Start of Block
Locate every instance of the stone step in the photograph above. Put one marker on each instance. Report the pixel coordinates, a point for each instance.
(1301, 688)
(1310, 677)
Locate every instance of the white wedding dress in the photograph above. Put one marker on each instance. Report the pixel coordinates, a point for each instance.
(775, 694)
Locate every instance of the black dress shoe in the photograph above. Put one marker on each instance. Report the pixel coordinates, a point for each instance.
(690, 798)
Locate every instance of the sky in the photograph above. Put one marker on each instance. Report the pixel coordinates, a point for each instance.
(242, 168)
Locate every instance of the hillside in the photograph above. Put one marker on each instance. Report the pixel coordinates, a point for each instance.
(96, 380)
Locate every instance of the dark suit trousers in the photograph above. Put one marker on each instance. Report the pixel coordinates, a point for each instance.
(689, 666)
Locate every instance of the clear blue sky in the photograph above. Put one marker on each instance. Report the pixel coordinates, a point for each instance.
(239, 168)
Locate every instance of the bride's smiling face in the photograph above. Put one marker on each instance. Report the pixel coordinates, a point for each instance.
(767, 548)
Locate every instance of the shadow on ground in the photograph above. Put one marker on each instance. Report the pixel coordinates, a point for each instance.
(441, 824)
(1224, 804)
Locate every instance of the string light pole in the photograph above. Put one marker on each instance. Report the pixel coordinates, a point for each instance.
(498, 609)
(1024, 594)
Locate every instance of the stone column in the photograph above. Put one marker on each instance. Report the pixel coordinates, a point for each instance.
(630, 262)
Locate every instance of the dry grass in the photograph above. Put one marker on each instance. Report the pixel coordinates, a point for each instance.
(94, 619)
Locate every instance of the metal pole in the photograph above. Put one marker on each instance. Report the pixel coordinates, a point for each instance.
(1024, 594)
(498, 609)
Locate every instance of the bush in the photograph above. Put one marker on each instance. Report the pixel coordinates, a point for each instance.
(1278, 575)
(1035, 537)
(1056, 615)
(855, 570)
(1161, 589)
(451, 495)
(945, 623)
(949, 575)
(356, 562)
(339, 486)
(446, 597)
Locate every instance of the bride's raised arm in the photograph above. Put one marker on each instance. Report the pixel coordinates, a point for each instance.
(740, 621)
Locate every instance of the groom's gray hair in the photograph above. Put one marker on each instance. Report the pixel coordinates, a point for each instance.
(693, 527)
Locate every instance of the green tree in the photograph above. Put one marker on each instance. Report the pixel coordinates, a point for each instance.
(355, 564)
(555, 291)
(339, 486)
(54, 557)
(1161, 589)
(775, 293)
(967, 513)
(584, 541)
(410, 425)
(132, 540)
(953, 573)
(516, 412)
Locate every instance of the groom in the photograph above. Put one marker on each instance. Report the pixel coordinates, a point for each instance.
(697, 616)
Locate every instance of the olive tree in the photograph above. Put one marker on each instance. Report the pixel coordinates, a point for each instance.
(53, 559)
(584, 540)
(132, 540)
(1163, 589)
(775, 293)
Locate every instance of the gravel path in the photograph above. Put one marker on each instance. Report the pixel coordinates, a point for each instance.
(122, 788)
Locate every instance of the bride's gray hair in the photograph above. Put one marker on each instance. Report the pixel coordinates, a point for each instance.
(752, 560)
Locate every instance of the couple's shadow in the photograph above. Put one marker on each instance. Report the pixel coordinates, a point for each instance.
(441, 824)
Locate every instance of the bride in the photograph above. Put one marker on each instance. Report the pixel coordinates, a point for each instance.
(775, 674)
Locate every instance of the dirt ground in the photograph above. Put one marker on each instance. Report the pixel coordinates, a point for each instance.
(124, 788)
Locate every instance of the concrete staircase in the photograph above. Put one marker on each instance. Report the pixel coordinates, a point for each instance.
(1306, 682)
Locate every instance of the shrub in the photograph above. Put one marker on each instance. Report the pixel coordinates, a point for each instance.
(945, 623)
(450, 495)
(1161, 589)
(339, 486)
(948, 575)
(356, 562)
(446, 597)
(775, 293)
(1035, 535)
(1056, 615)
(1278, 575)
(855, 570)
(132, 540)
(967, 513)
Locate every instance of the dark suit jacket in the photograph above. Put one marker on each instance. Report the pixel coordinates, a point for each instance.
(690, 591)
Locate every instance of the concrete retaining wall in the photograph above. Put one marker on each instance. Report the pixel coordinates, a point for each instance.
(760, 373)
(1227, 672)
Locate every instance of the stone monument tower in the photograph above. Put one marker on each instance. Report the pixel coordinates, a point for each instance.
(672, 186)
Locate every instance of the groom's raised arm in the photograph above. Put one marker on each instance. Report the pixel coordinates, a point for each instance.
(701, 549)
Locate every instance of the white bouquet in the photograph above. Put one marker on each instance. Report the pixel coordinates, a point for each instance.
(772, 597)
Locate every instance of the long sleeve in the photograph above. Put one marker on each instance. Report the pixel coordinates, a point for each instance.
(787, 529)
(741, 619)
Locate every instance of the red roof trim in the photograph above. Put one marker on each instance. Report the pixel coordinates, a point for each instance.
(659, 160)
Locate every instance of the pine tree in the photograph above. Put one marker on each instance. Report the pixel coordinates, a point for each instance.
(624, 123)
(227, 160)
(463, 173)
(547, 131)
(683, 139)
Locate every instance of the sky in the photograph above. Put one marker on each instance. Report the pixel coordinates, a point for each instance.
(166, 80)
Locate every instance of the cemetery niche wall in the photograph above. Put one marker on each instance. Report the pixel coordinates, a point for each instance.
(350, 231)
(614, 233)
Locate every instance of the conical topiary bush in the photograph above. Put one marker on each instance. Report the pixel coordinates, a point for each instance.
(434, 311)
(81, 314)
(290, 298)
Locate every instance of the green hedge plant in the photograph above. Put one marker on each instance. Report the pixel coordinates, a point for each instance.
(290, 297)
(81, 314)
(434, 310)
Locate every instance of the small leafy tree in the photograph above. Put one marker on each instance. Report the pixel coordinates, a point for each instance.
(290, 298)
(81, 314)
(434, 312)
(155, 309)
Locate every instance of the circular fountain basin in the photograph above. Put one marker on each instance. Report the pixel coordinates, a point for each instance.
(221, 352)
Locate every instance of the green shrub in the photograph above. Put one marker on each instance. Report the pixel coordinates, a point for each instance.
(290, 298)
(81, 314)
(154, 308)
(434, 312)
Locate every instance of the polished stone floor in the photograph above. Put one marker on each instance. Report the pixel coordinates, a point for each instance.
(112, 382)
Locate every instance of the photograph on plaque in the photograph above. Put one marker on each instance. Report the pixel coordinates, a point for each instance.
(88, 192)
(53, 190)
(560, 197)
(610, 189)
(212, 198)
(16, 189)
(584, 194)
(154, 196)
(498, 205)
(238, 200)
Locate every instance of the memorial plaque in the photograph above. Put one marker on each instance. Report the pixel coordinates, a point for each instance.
End of Block
WHAT YOU ARE ASKED TO DO:
Set the data down again in full. Keep it exact.

RESULT FOR THIS EXERCISE:
Locate every instance of the stone step in the photograph above. Put one marker on each instance. Report the pixel coordinates, a point for each instance.
(1301, 688)
(1310, 677)
Locate every instance of the white wedding dress in the photograph above. Put one marker on each instance. Report the pixel coordinates, a point for each instance.
(775, 694)
Locate every instance of the black dress shoe in the photograph above. Put one marker on each instance. Report the pixel coordinates, a point for each instance.
(690, 798)
Locate every instance of the sky in the photograph above. Put one marker on each instance. Report the pixel coordinates, a point for each instance.
(242, 168)
Locate every instance of the hillside in the photograph above. Put one marker on each instance. Report the pixel coordinates, a point for each instance.
(96, 380)
Locate every instance of the dark suit trousers in the photograph above. Put one marker on each instance. Report the pixel coordinates, a point for each instance.
(689, 666)
Locate every instance of the clear blue sky in the photograph above. Put one marker on each instance. Report the pixel coordinates, a point for each instance.
(239, 168)
Locate every instance of the bride's smiling face in the photograph above. Put one marker on each instance. Report the pixel coordinates, a point for each instance.
(767, 548)
Locate every instance of the shadow on ground in the photograph above. Put one marker on each instance. Report the pixel coordinates, a point for each instance.
(441, 824)
(1224, 804)
Locate every instance of the string light pole in the photograph above. Put one marker on each instance. Report the pixel coordinates, a point for each instance.
(498, 609)
(1024, 594)
Locate every instance of the stone column in the photograph above. Put one marker on each instance. Report the pixel coordinates, a point for each instance.
(630, 262)
Locate every instance of the dry grass in the photograph above. Put one marker on each instance. Report the pixel coordinates, a point for each instance.
(94, 619)
Locate every instance of the metal pole in the photograph above. Put one marker on each instance. Report the pixel coordinates, a point for each instance.
(1024, 594)
(498, 609)
Locate every instance of the bush in the photograph above. Put one marker on each instance. Report the pixel coordinates, a point for each instance.
(1278, 575)
(1035, 537)
(1056, 615)
(855, 570)
(1161, 589)
(451, 495)
(945, 623)
(949, 575)
(356, 562)
(339, 486)
(446, 597)
Locate every instance of the bride's raised arm in the photograph above. Put one marker on each instance. Report the pixel coordinates, a point for each instance.
(740, 621)
Locate every instance of the groom's gray hair in the photograph above. Put one marker on each instance. Report the pixel coordinates, a point for each instance.
(693, 527)
Locate every instance of the green tree in the photograph above. Put one marker on each instance. Report the pixel coordinates, a point for each instance.
(355, 564)
(555, 291)
(339, 486)
(54, 557)
(1161, 589)
(775, 293)
(967, 513)
(584, 541)
(410, 425)
(132, 540)
(953, 573)
(516, 412)
Locate every instance of the groom in the photograph above. Put one marker on each instance. Report the pixel coordinates, a point for each instance.
(697, 616)
Locate every instance of the olive tree in the photograph above. Put one marker on each instance. Report the pixel coordinates, a point for each instance.
(53, 559)
(584, 540)
(132, 540)
(1163, 589)
(775, 293)
Locate every instance of the gravel path in the photograph above. Put one marker on each instance. Report the pixel coordinates, a point for each instance.
(122, 788)
Locate every instance of the bride's gray hair in the photograph above. Put one marker on each instance. Report the pixel coordinates, a point for each instance.
(752, 560)
Locate every instance of the couple's shadow in the photograph above. Put one marker on each instance. Report the pixel coordinates, a point for each instance.
(441, 824)
Locate every instance of the bride in the photograph above. Put one marker on each instance. Report the pixel coordinates, a point for each instance.
(775, 674)
Locate every instance of the dirt ground in the photograph above. Put one marker on each instance. Report the pixel coordinates, a point for each instance.
(124, 788)
Locate every instance of the concrete staircase in the photograph above. Put one marker on each instance. Report the pixel coordinates, a point for each instance.
(1306, 682)
Locate every instance of the shrub in the photograph above. Put one marker on each instance. Report the pixel coordinates, a point for each instance.
(945, 623)
(450, 495)
(1161, 589)
(339, 486)
(948, 575)
(356, 562)
(446, 597)
(775, 293)
(1035, 535)
(1056, 615)
(1278, 575)
(855, 570)
(132, 540)
(967, 513)
Locate every instance of the dark suit jacket in the photograph above. Put one marker on each instance. Report the pixel coordinates, a point for each instance.
(690, 591)
Locate every instance of the concrete retaining wall in the photograph above. Put one marker on each instance. Report the pixel coordinates, a point for each instance.
(760, 373)
(1227, 672)
Locate every instance of the stone monument tower in the photograph above. Put one marker on each instance. Report the pixel coordinates, a point for each instance.
(672, 186)
Locate every instance of the groom's raised arm in the photograph above. Put one marker on each instance. Report the pixel coordinates, a point for each instance.
(701, 549)
Locate every instance of the white bouquet in the photograph above. Put one marker on each instance. Report the pixel coordinates, a point for each instance.
(772, 597)
Locate every instance of the long sleeve in the photograph above. Put one marker on each instance. Report the pixel coordinates, a point for each instance.
(787, 529)
(741, 619)
Locate every instance of the red roof trim in the photograph above. Put one marker on each instance. Report the pixel coordinates, a point for each instance.
(659, 160)
Locate every instance of the pine tree in the photograph above. Put one marker on each instance. Report the pixel coordinates, a point for each instance.
(624, 123)
(227, 160)
(463, 173)
(547, 131)
(683, 139)
Locate every instance of the sky in the photograph above. Put one marker on each instance. Report the pixel coordinates, a point for each instance.
(166, 80)
Locate every instance of the cemetery niche wall in the photograph above. Put one marker on each instance. Report the pixel coordinates, a point for each instance.
(350, 231)
(614, 233)
Locate every instance of the conical topiary bush in the photograph above. Put one marker on each instance. Report the pixel coordinates, a point for each instance.
(434, 311)
(81, 314)
(290, 298)
Locate every instance of the green hedge plant in the photograph above. Put one marker on each instance. Report the pixel coordinates, a point for each instance.
(290, 297)
(81, 314)
(434, 310)
Locate every instance of the small leafy tree in the photograph above. Put one marker on each instance. Report the pixel coordinates, a point for each instance.
(290, 298)
(81, 314)
(434, 312)
(155, 309)
Locate every instance of the circular fountain basin in the photograph above. Put one marker on each instance. Report the pixel coordinates, a point for each instance.
(221, 352)
Locate every instance of the green shrub in the photograph above. Put one marker on each instance. Report the pixel coordinates, a point for each instance.
(290, 298)
(81, 314)
(154, 308)
(434, 312)
Locate every instance of the polished stone floor in the photograph above. Put one marker on each instance. Report the pixel coordinates, a point for each instance.
(112, 382)
Locate every instance of the photograph on plaque in the photograph above. Put one marker on each instance. Report the pixel coordinates, a point for each instance.
(88, 192)
(53, 190)
(560, 197)
(610, 189)
(212, 198)
(16, 189)
(584, 194)
(154, 196)
(498, 205)
(238, 200)
Locate every instance of the memorial plaque in the photograph above. Put one marker on each instance. Report the pixel coordinates, a point for each instance.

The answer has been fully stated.